ARBEITSAUFTRAG 1 ▸
Beantworte diese Fragen zum Text über Zifferblätter:
(a) In wessen Händen liegt die Produktion der Zifferblätter?
(b) Woraus besteht die Grundplatine meist?
(c) Welche Grundtechniken werden praktisch überall verwendet?
ARBEITSAUFTRAG 2 ▸ Führe den Text über Zifferblätter nach seinem letzten Satz weiter.

Die kleinen Produktionshallen erinnern an Schaufenster teuerster Uhrenboutiquen, liegen doch renommierte Namen Seite an Seite eng nebeneinander. Statt Uhren sind es allerdings Zifferblätter, die da zu finden sind. Zudem trügen die aufgedruckten Herstellernamen, denn die Produktion der Zifferblätter ist weniger Sache der Uhrenfabriken, sie liegt vielmehr fest in den Händen von spezialisierten Zulieferern.
Zifferblätter müssen vor allem ästhetischen Kriterien genügen, sodass bei allen Herstellern visuelle Effekte im Vordergrund stehen, welche sie mit ihren Produktionsmethoden erreichen können. Und wenn auch praktisch überall dieselben Grundtechniken, Décalque und Appliken verwendet werden, gibt es dennoch eine faszinierende Vielfalt von Fertigungsverfahren, um die Grundplatine, meist aus Kupfer oder Messing, zu formen und zu beschichten.

GEZEIGTES MATERIAL ▸
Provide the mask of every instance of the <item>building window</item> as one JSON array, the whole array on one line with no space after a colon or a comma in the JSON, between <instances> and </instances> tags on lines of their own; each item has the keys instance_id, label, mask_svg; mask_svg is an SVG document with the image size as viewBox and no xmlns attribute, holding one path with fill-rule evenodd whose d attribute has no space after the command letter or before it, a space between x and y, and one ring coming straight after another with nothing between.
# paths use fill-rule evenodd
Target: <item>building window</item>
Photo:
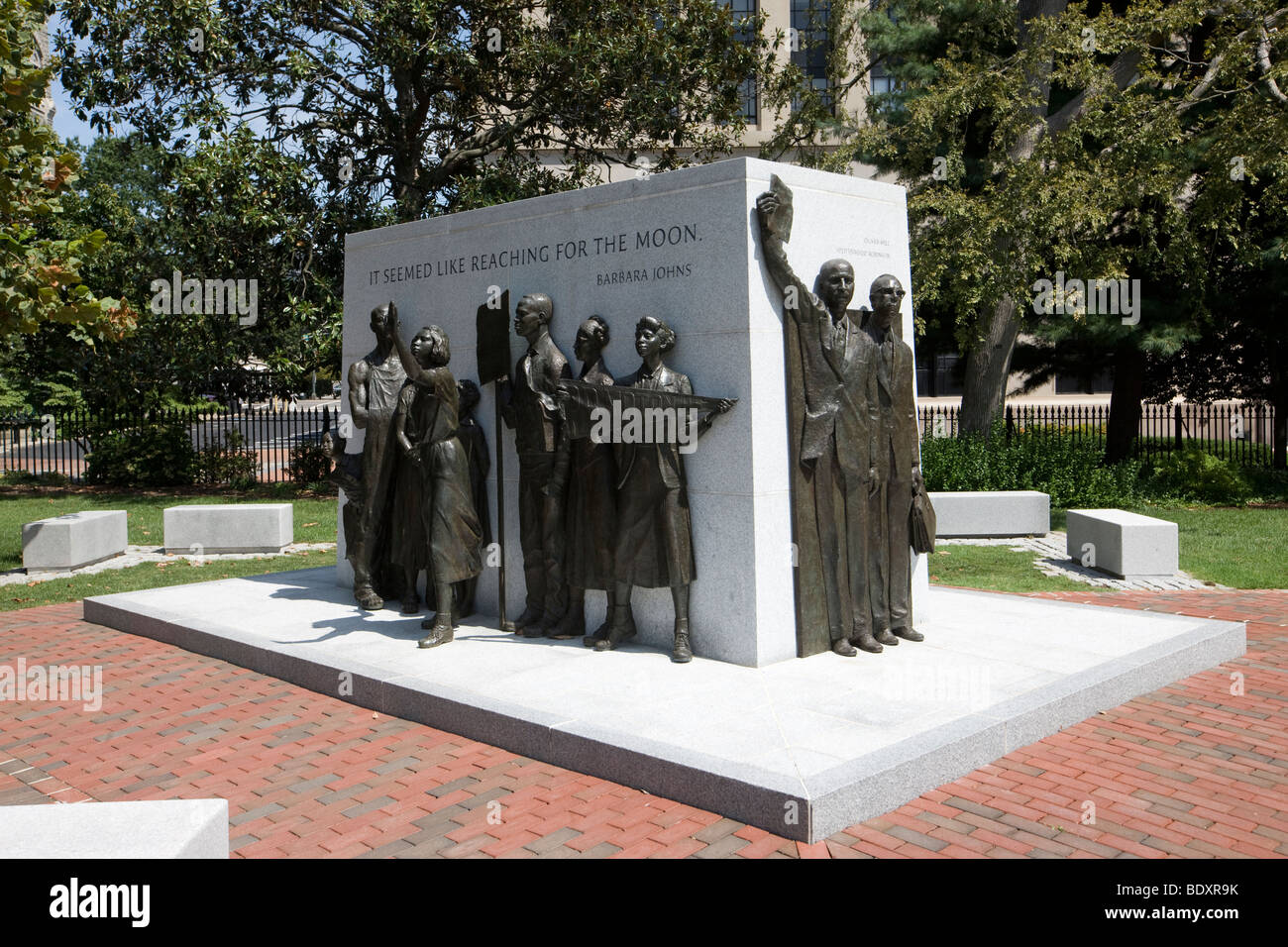
<instances>
[{"instance_id":1,"label":"building window","mask_svg":"<svg viewBox=\"0 0 1288 947\"><path fill-rule=\"evenodd\" d=\"M832 104L832 84L827 77L829 15L828 0L792 0L792 64L805 73L805 82L819 94L826 106ZM792 102L792 110L799 107L797 98Z\"/></svg>"},{"instance_id":2,"label":"building window","mask_svg":"<svg viewBox=\"0 0 1288 947\"><path fill-rule=\"evenodd\" d=\"M899 82L886 72L885 66L881 63L877 63L868 71L868 80L872 84L873 95L889 95L899 88Z\"/></svg>"},{"instance_id":3,"label":"building window","mask_svg":"<svg viewBox=\"0 0 1288 947\"><path fill-rule=\"evenodd\" d=\"M739 43L750 44L755 39L755 26L752 19L756 15L756 0L720 0L721 6L728 6L733 14L734 23L738 24L735 36ZM742 117L748 122L755 122L760 103L756 94L756 77L747 76L738 85L742 95Z\"/></svg>"}]
</instances>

ERWARTETE AUSGABE 1 ▸
(a) In den Händen von spezialisierten Zulieferern, nicht der Uhrenfabriken.
(b) Aus Kupfer oder Messing.
(c) Décalque und Appliken.

ERWARTETE AUSGABE 2 ▸
Bei der Décalque werden Minuteneinteilung, Ornamente und Beschriftungen aufs Zifferblatt gedruckt. Der dabei verwendete Tampon, ein abgerundeter, weicher Zylinder, nimmt die Farbe aus den gravierten Vertiefungen des Klischees auf und druckt diese aufs Zifferblatt. Da der Tampon weich und flexibel ist, ist er perfekt geeignet, feine Strukturen auf die unebene Oberfläche eines Zifferblatts zu drucken.
Preise: Von 2 Franken bis zum Tausendfachen
Appliken sind feine, meist mit Verankerungsfüssen versehene Striche, Zahlen und Zeichen, welche aufs fertige Zifferblatt geklebt oder gestanzt werden. So entstehen auch Zifferblätter mit reliefartig hervorstehenden, goldenen Stundenzahlen.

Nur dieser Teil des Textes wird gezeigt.